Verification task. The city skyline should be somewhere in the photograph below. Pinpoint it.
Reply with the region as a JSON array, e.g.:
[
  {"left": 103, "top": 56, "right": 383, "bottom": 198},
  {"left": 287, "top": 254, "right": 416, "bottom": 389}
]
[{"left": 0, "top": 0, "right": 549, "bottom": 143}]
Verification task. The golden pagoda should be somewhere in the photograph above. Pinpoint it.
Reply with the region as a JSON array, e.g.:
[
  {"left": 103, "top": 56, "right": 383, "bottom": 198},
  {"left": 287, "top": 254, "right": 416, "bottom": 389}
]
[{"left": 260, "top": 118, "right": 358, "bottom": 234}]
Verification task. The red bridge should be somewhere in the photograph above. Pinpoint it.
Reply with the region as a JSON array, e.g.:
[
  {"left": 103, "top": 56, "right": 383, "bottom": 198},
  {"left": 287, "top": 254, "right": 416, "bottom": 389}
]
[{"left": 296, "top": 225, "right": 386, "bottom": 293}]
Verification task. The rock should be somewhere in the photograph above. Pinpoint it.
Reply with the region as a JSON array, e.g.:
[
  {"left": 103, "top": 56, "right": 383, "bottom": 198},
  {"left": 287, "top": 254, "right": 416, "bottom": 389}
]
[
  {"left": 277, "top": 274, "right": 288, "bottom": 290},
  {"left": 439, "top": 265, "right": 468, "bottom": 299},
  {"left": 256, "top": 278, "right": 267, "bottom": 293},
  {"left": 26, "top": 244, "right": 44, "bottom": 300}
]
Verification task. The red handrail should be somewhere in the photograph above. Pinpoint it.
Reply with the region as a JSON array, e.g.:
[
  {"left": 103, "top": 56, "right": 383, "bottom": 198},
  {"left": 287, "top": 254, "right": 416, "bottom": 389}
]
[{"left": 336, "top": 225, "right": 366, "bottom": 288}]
========================
▸ **DIRECTIONS FOR THIS TASK**:
Present every line of the records above as a Markdown table with the columns Row and Text. Number the lines in order, and skip any blank lines.

▸ **THE RESPONSE**:
| Row | Text |
|---|---|
| 1 | Verification task. The city skyline should be somewhere in the photograph below. Pinpoint it. |
| 2 | Reply with the region as a JSON array, e.g.: |
| 3 | [ |
| 4 |   {"left": 103, "top": 56, "right": 383, "bottom": 198}, |
| 5 |   {"left": 287, "top": 254, "right": 416, "bottom": 389} |
| 6 | ] |
| 7 | [{"left": 0, "top": 0, "right": 549, "bottom": 143}] |
| 8 | Verification task. The golden pagoda should be somewhere in the photograph above. Pinpoint it. |
| 9 | Reply with the region as a JSON array, e.g.: |
| 10 | [ |
| 11 |   {"left": 103, "top": 56, "right": 383, "bottom": 198}, |
| 12 |   {"left": 287, "top": 254, "right": 416, "bottom": 389} |
| 13 | ] |
| 14 | [{"left": 260, "top": 118, "right": 358, "bottom": 234}] |
| 15 | Verification task. The red bridge should be somewhere in the photograph above. Pinpoint it. |
| 16 | Reply with the region as a JSON array, e.g.: |
| 17 | [ |
| 18 |   {"left": 103, "top": 56, "right": 383, "bottom": 198}, |
| 19 |   {"left": 287, "top": 254, "right": 416, "bottom": 389} |
| 20 | ] |
| 21 | [{"left": 296, "top": 225, "right": 386, "bottom": 293}] |
| 22 | Verification task. The rock should be somewhere in the photograph above. Pinpoint it. |
| 23 | Reply with the region as a JSON array, e.g.: |
| 24 | [ |
| 25 |   {"left": 103, "top": 56, "right": 383, "bottom": 198}, |
| 26 |   {"left": 287, "top": 254, "right": 416, "bottom": 389} |
| 27 | ] |
| 28 | [ |
| 29 |   {"left": 277, "top": 274, "right": 288, "bottom": 290}, |
| 30 |   {"left": 439, "top": 265, "right": 468, "bottom": 299}, |
| 31 |   {"left": 256, "top": 278, "right": 267, "bottom": 293}, |
| 32 |   {"left": 26, "top": 244, "right": 44, "bottom": 300} |
| 33 | ] |
| 34 | Verification task. The red handrail should be somewhere in the photograph above. Pinpoint it. |
| 35 | Reply with the region as a JSON array, e.g.: |
| 36 | [ |
| 37 |   {"left": 103, "top": 56, "right": 383, "bottom": 198}, |
| 38 |   {"left": 287, "top": 254, "right": 416, "bottom": 389} |
| 39 | ] |
| 40 | [{"left": 336, "top": 225, "right": 366, "bottom": 288}] |